◆ PROBLEM TO SOLVE: Look at the entries below and reproduce them exactly.

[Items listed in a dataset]
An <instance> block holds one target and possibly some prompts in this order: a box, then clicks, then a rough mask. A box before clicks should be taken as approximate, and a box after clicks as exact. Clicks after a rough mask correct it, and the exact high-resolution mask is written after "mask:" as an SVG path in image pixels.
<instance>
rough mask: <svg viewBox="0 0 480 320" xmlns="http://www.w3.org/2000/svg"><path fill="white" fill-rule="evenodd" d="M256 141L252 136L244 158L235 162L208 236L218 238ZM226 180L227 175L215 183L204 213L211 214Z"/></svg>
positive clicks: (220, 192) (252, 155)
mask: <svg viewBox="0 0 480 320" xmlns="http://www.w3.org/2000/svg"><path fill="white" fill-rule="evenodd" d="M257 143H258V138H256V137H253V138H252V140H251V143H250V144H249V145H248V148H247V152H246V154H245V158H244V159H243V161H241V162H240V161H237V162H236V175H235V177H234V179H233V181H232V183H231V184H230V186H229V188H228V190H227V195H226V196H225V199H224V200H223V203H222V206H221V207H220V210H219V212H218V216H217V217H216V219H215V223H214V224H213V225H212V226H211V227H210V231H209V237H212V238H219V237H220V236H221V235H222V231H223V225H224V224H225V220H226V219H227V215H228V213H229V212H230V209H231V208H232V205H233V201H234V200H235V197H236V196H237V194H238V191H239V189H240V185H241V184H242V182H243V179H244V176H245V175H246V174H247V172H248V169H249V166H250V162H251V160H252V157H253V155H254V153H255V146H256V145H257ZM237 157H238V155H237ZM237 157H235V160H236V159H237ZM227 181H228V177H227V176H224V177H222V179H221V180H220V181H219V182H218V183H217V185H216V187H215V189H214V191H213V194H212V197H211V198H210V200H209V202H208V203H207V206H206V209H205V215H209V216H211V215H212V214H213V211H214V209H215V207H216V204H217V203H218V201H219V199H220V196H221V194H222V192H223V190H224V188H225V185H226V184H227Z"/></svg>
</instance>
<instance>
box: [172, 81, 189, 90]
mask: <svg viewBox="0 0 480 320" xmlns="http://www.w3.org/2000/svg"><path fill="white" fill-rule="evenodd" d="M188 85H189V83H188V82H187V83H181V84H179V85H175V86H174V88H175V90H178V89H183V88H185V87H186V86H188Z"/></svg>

◆ EXERCISE ANSWER:
An <instance> block holds one target and possibly some prompts in this order: a box, then clicks, then a rough mask. A box before clicks should be taken as approximate, and a box after clicks as exact. Clicks after a rough mask correct it, and the exact high-resolution mask is written after "mask:" as an SVG path in image pixels.
<instance>
rough mask: <svg viewBox="0 0 480 320" xmlns="http://www.w3.org/2000/svg"><path fill="white" fill-rule="evenodd" d="M256 141L252 136L244 158L235 162L208 236L218 238ZM226 180L227 175L215 183L204 213L211 214Z"/></svg>
positive clicks: (220, 192) (252, 155)
mask: <svg viewBox="0 0 480 320" xmlns="http://www.w3.org/2000/svg"><path fill="white" fill-rule="evenodd" d="M257 143H258V138H256V137H253V138H252V140H251V143H250V144H249V145H248V148H247V152H246V154H245V158H244V159H243V161H241V162H240V161H237V162H236V175H235V177H234V179H233V181H232V183H231V184H230V186H229V188H228V190H227V195H226V196H225V199H224V200H223V203H222V206H221V207H220V210H219V212H218V216H217V217H216V219H215V223H214V224H213V225H212V226H211V227H210V231H209V237H212V238H219V237H220V236H221V235H222V231H223V225H224V224H225V220H226V219H227V215H228V213H229V212H230V209H231V208H232V205H233V201H234V200H235V197H236V196H237V194H238V191H239V189H240V185H241V184H242V182H243V179H244V176H245V175H246V174H247V172H248V169H249V166H250V162H251V160H252V157H253V155H254V153H255V146H256V145H257ZM237 157H238V155H237ZM237 157H235V160H236V159H237ZM227 181H228V177H227V176H224V177H222V179H221V180H220V181H219V182H218V183H217V185H216V187H215V189H214V191H213V194H212V197H211V198H210V200H209V202H208V203H207V206H206V209H205V215H209V216H211V215H212V214H213V211H214V209H215V207H216V204H217V203H218V201H219V199H220V196H221V194H222V192H223V190H224V188H225V185H226V184H227Z"/></svg>
</instance>
<instance>
box: [172, 81, 189, 90]
mask: <svg viewBox="0 0 480 320" xmlns="http://www.w3.org/2000/svg"><path fill="white" fill-rule="evenodd" d="M188 85H189V83H188V82H187V83H181V84H179V85H175V86H174V88H175V90H178V89H183V88H185V87H186V86H188Z"/></svg>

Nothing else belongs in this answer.